[Coordinate annotation entries]
-------------------------

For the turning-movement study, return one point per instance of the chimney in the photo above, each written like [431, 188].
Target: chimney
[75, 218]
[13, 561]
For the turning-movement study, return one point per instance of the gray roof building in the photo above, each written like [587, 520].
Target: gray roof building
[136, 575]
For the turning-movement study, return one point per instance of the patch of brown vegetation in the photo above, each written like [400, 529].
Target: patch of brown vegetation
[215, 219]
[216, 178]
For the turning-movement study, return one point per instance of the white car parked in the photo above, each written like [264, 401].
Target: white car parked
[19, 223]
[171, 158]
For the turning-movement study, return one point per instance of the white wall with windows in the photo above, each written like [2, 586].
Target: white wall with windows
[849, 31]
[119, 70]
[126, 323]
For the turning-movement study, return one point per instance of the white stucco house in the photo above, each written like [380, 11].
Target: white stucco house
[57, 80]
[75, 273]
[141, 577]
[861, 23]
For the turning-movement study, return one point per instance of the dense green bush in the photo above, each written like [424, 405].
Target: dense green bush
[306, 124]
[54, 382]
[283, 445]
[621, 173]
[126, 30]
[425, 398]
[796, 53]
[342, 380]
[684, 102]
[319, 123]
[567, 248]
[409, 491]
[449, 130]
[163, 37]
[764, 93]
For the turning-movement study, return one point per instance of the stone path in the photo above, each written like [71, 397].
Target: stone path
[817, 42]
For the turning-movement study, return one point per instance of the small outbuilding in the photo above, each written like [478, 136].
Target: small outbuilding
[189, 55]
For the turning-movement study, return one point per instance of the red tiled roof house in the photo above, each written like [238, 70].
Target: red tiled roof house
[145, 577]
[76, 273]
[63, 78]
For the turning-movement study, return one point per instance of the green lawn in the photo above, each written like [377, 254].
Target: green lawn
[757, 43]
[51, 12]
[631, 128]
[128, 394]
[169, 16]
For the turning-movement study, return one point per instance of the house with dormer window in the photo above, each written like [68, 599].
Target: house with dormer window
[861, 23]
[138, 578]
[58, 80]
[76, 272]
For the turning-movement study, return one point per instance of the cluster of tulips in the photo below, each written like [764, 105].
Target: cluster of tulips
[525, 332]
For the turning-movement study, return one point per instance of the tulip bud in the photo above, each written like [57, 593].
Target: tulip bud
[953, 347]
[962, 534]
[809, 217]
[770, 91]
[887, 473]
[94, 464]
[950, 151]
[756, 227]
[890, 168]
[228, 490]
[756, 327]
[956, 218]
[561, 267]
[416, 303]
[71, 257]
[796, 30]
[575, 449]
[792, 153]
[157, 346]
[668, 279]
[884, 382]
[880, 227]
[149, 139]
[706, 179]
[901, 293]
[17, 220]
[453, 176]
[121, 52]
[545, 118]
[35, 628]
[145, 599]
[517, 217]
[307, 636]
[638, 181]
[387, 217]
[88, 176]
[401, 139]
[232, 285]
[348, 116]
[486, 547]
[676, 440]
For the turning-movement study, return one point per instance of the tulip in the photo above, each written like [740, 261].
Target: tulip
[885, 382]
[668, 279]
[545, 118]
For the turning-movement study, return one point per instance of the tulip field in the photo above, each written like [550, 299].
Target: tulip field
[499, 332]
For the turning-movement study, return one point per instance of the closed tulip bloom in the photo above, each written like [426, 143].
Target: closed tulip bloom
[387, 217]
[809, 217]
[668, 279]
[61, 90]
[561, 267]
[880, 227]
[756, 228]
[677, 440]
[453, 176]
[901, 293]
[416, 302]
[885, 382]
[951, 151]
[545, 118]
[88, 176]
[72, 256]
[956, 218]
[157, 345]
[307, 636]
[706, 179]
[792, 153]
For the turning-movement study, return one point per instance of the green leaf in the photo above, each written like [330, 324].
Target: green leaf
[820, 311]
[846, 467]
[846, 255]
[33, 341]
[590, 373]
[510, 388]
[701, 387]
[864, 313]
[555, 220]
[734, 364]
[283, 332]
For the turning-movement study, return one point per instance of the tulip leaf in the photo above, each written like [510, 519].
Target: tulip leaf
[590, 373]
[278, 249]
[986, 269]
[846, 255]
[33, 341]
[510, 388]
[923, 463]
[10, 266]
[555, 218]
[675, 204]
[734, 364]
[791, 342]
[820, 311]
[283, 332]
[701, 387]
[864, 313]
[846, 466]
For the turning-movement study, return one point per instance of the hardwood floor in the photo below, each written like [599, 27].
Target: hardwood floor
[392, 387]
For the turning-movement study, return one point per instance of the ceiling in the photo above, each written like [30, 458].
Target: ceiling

-------------------------

## Work instructions
Starting from the line containing "like [426, 143]." and ending with the final line of the data, reproduce each line exactly as it appears, including no other lines.

## Answer in full
For the turning-movement study, return one point per instance of the closed tulip bloom in the photo above, each written like [426, 143].
Target: closed tulip bloom
[387, 217]
[809, 217]
[668, 279]
[61, 90]
[561, 267]
[880, 227]
[756, 228]
[677, 440]
[453, 176]
[901, 293]
[416, 302]
[885, 382]
[951, 151]
[545, 118]
[88, 176]
[72, 256]
[956, 218]
[157, 345]
[307, 636]
[706, 179]
[792, 153]
For the turning-movement study, return one point per instance of the green leaf in the photo above, each written like [330, 324].
Target: green leaf
[820, 311]
[846, 467]
[846, 255]
[33, 341]
[590, 373]
[510, 388]
[701, 387]
[864, 313]
[555, 220]
[734, 364]
[283, 332]
For the turning-movement study, return one point per instance of the tulip leaf in the photo above, each written like [510, 519].
Target: tulip leaf
[590, 373]
[278, 249]
[986, 269]
[846, 255]
[33, 341]
[510, 388]
[923, 463]
[10, 266]
[555, 218]
[675, 204]
[734, 364]
[791, 342]
[820, 311]
[283, 332]
[701, 387]
[864, 313]
[846, 466]
For the turning-movement study, return one point per instance of the hardwood floor in the photo below, each written like [599, 27].
Target: hardwood floor
[392, 387]
For the turning-movement study, return one point per instance of the ceiling in the photo above, each written like [30, 458].
Target: ceiling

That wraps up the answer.